## Records provided
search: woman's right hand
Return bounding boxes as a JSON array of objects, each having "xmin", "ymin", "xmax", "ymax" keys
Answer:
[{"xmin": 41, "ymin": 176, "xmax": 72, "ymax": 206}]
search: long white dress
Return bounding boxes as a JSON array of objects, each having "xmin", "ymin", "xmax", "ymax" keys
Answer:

--

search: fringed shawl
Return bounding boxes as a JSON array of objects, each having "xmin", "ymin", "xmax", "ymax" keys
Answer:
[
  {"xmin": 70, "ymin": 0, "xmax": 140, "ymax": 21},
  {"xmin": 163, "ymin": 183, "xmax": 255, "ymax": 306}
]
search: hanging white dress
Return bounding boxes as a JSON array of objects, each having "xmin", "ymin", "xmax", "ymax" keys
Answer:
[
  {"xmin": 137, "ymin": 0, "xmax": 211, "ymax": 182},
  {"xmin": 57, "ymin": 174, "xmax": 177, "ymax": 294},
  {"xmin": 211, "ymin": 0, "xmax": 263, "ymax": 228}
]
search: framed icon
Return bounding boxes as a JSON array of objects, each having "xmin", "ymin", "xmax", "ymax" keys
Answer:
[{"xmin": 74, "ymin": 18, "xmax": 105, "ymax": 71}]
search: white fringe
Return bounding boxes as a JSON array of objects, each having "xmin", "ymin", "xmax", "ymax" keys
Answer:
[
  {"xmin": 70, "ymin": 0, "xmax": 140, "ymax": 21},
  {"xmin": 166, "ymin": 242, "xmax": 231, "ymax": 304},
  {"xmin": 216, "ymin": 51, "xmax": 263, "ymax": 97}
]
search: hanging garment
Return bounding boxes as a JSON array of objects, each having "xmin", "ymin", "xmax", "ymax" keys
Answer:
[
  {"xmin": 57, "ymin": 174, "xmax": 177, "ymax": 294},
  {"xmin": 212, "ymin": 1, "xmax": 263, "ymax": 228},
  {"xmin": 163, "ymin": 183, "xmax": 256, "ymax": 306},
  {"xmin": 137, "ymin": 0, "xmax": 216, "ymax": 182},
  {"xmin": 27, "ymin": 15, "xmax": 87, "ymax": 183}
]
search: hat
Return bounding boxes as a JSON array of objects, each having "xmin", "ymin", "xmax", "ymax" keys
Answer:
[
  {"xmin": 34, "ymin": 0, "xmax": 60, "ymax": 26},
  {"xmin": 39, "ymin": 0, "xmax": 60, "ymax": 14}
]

---

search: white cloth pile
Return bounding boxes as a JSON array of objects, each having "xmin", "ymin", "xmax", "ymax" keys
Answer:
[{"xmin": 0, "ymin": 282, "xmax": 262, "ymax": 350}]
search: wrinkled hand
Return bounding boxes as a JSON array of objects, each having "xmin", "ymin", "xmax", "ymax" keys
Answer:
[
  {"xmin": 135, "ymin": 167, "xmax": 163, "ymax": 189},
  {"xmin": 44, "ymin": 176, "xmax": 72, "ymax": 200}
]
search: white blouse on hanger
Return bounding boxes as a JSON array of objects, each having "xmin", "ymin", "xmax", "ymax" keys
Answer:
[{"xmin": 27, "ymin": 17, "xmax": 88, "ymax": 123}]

## Exercise prompt
Return, unchanged, each line of the items above that contains the word "white".

## Complete answer
search: long white dress
search: hanging white dress
search: white fringe
search: white cloth pile
search: white blouse on hanger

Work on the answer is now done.